■ **TEXT SEGMENT**
..........

The reputation of collaborations between industry and academia has suffered in recent years from undisclosed financial ties and perceived conflicts of interest (5, 6). These must be dealt with explicitly and with maximal transparency to ensure the reliability of research findings, proper design of clinical trials and avoidance of corruption of the prescribing behavior of physicians. But all of us must work together to promote strategic research interactions between academia and industry.
As the NIH prepares to establish a National Center for Advancing Translational Sciences, ASBMB urges NIH to leverage what industry brings to the table rather than trying to reinvent the wheel. Congress and the public are justified in wanting cures, but they will not be there if we stop supporting basic research. Drug company breakthroughs are few and far between, and when existing drugs stop working, it is only the basic science that can help industry determine what tack to take next. There was no Gleevec before we knew about tyrosine kinases. And given that we have no idea what a large proportion of human genes do, there is plenty of fundamental research that still needs to be done.
Thank you, Roy Vagelos, for your outstanding contributions, your advocacy for basic research, and your continued support of ASBMB.
1. Kresge, N., Simoni, R.D., and Hill, R.L. (2005) Fatty acid synthesis and glutamine synthetase: the work of Earl Stadtman. J. Biol. Chem. 280, e23.
2. Park, B. S. Thressa Stadtman: how does vitamin B12 function?
3. Park, B. S. Thressa Stadtman: pioneer of selenium biochemistry
4. Kresge, N., Simoni, R.D., and Hill, R.L. (2005) The role of the acyl carrier protein in fatty acid synthesis: the work of P. Roy Vagelos. J. Biol. Chem. 280, e32.
5. Vagelos, P. R. (2007) Innovation and industry-academia interactions: where conflicts arise and measures to avoid them. Cleve. Clin. J. Med. 74, Suppl. 2:S12 – 3.
6. Johnston, S. C., Hauser, S. L., and Desmond-Hellmann, S. (2011) Enhancing ties between academia and industry to improve health. Nat. Med. 17, 434 – 436.

..........

■ **RECORD SET**
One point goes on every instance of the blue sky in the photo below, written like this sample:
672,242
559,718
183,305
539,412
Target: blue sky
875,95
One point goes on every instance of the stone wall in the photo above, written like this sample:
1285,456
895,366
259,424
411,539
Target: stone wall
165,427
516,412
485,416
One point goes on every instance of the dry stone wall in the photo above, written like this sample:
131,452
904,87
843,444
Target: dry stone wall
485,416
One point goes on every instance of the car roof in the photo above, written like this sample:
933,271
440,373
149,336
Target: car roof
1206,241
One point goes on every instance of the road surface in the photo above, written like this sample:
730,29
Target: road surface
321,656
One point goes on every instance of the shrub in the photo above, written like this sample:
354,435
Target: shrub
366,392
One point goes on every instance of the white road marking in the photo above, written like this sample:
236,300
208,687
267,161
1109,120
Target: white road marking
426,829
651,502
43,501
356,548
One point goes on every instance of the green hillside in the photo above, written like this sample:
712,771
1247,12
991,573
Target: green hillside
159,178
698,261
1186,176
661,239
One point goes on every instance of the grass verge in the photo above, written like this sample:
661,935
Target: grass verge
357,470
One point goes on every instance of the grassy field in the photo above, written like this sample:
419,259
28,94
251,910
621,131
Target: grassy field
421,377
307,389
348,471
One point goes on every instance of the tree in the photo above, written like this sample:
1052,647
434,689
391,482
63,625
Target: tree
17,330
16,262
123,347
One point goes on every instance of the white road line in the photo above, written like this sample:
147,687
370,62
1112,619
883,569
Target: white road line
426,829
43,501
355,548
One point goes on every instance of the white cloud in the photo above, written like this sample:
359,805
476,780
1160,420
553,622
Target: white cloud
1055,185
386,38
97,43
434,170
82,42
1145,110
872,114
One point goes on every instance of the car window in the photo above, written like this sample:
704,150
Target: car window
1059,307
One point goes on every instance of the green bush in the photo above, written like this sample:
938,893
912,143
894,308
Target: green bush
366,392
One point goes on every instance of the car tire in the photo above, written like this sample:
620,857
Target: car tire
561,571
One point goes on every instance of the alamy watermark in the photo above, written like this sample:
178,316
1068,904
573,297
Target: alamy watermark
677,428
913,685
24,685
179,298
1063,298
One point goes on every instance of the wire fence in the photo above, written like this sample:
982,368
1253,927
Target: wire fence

..........

■ **SET OF TASKS**
(1) Answer these questions using the piece on academia and industry.
(a) Which drug does the piece say did not exist before tyrosine kinases were known?
(b) What center is the NIH preparing to establish?
(c) In which journal did reference 5, by Vagelos, appear?
(2) Output the piece on academia and industry, word for word, starting at "3. Park, B." and ending after "Suppl. 2:S12 – 3.".

■ **OUTPUTS IN ORDER**
(1)
(a) Gleevec
(b) A National Center for Advancing Translational Sciences
(c) Cleve. Clin. J. Med.

(2)
3. Park, B. S. Thressa Stadtman: pioneer of selenium biochemistry
4. Kresge, N., Simoni, R.D., and Hill, R.L. (2005) The role of the acyl carrier protein in fatty acid synthesis: the work of P. Roy Vagelos. J. Biol. Chem. 280, e32.
5. Vagelos, P. R. (2007) Innovation and industry-academia interactions: where conflicts arise and measures to avoid them. Cleve. Clin. J. Med. 74, Suppl. 2:S12 – 3.